**Document excerpt:**

|

In this workshop the new possibilities and perspectives of the
applications of virtual reality systems, 3D GIS and 3D visual processing
for archiving, interpreting and communicating spatial archaeological data
wil be discussed.
|

Lon Addison (UC Berkeley, USA)
Maurizio Forte (CNR-ITABC, Consiglio Nazionale delle Ricerche, Italy)
Marco Gaiani, (Politecnico di Milano, Italy)
|

The landscape is a dynamic context of different transformations intelligible through the time: cultural, historic, political, social, geomorphologic, geographic, anthropological.
The study and the analysis of the archaeological and historical landscape involve a multidisciplinary approach in order to reconstruct cultures, paleo-environments, mental maps (mindscapes), geomorphology, settlements in diachronic way. Therefore the diachronic and dynamic reconstruction of the landscape needs to implement different methods and advanced digital technologies: GIS (Geographical Information Systrem), remote sensing, virtual reality, predictive modelling, multimedia applications. The final result concern a virtual representation of all the information useful for a complete and deep cultural European knowledge and communication of the landscape, including distinct aspects and layers of valorisation.

**Exercise data:**
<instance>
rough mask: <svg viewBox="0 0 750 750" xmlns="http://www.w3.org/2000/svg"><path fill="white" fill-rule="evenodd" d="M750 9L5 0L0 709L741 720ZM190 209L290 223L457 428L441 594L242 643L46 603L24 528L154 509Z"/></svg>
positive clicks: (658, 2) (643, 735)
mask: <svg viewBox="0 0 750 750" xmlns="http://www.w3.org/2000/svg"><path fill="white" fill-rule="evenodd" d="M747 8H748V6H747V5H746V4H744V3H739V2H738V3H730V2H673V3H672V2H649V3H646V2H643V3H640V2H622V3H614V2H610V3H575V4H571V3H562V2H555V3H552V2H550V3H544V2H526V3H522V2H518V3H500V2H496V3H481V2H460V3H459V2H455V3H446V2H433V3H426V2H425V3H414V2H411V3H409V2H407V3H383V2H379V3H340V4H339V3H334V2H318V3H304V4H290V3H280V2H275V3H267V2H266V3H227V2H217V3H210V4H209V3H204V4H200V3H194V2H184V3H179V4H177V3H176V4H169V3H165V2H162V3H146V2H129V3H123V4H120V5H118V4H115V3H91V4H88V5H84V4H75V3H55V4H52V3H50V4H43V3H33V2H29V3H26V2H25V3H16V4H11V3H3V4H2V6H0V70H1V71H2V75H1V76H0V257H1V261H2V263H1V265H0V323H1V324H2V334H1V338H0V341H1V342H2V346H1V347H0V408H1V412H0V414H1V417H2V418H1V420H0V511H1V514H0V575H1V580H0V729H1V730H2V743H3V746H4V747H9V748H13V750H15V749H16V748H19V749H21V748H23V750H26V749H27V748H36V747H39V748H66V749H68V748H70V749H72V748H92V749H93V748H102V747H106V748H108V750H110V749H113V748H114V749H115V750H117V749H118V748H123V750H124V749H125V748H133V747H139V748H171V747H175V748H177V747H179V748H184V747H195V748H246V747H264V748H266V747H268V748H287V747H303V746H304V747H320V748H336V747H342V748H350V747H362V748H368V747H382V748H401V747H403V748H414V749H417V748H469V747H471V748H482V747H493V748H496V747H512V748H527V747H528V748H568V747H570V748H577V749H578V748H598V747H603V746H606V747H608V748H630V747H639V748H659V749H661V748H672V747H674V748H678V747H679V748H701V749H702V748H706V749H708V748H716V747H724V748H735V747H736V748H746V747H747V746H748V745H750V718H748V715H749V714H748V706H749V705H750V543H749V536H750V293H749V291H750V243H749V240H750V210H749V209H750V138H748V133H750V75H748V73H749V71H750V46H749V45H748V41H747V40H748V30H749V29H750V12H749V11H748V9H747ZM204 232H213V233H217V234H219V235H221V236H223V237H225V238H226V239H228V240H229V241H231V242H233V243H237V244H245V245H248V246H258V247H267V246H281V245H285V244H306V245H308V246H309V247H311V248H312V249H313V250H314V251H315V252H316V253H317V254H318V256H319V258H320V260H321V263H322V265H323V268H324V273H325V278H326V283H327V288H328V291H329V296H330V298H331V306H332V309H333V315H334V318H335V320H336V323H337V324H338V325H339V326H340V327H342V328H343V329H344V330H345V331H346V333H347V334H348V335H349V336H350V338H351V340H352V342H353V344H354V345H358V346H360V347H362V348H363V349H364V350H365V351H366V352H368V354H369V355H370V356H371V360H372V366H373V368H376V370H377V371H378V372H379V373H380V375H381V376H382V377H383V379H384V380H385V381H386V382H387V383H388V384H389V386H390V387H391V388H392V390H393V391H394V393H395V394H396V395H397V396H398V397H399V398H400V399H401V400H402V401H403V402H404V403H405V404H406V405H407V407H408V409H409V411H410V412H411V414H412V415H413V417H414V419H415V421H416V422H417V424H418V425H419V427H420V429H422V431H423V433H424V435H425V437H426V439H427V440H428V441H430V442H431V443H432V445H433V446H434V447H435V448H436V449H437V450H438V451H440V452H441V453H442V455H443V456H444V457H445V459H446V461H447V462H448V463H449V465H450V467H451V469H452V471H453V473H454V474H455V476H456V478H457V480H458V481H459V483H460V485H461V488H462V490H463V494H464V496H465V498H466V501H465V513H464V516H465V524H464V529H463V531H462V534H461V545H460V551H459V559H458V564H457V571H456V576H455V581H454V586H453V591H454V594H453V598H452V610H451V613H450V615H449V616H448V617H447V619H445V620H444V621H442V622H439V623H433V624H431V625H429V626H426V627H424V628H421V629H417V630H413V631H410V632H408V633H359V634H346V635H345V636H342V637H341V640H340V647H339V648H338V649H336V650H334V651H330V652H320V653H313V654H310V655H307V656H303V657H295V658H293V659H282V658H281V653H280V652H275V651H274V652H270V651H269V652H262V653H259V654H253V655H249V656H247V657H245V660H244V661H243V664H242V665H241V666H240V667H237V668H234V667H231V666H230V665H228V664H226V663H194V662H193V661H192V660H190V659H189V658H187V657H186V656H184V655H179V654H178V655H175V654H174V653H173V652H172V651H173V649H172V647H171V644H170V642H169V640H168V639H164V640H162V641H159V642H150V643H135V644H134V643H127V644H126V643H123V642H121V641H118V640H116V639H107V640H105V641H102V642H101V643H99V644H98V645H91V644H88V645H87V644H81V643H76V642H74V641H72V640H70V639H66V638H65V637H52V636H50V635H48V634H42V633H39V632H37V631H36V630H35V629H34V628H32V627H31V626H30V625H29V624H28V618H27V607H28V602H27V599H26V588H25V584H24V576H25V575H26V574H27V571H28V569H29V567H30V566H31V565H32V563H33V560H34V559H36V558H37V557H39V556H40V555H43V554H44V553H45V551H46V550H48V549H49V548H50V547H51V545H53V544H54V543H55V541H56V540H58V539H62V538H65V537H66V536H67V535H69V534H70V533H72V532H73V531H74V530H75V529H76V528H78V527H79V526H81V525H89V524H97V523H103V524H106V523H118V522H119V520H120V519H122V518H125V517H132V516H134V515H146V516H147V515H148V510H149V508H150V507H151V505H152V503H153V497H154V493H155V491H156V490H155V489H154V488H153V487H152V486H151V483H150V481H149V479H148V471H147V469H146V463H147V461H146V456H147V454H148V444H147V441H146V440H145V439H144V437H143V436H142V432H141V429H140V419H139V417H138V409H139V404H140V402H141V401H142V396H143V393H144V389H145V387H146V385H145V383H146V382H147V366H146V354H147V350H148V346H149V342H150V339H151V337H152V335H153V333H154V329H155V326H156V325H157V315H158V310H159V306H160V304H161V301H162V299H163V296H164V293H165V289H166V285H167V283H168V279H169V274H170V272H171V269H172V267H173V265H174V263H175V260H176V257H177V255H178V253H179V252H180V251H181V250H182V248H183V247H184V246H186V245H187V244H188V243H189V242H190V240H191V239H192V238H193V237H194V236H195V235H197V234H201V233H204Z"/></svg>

**Try it:** Please transcribe the part of the workshop description that opens with the words containing "In this workshop" and closes with "di Milano, Italy)". The material above comes from a separate source and is not part of the workshop description.

**Solved exercise:**
In this workshop the new possibilities and perspectives of the
applications of virtual reality systems, 3D GIS and 3D visual processing
for archiving, interpreting and communicating spatial archaeological data
wil be discussed.
|

Lon Addison (UC Berkeley, USA)
Maurizio Forte (CNR-ITABC, Consiglio Nazionale delle Ricerche, Italy)
Marco Gaiani, (Politecnico di Milano, Italy)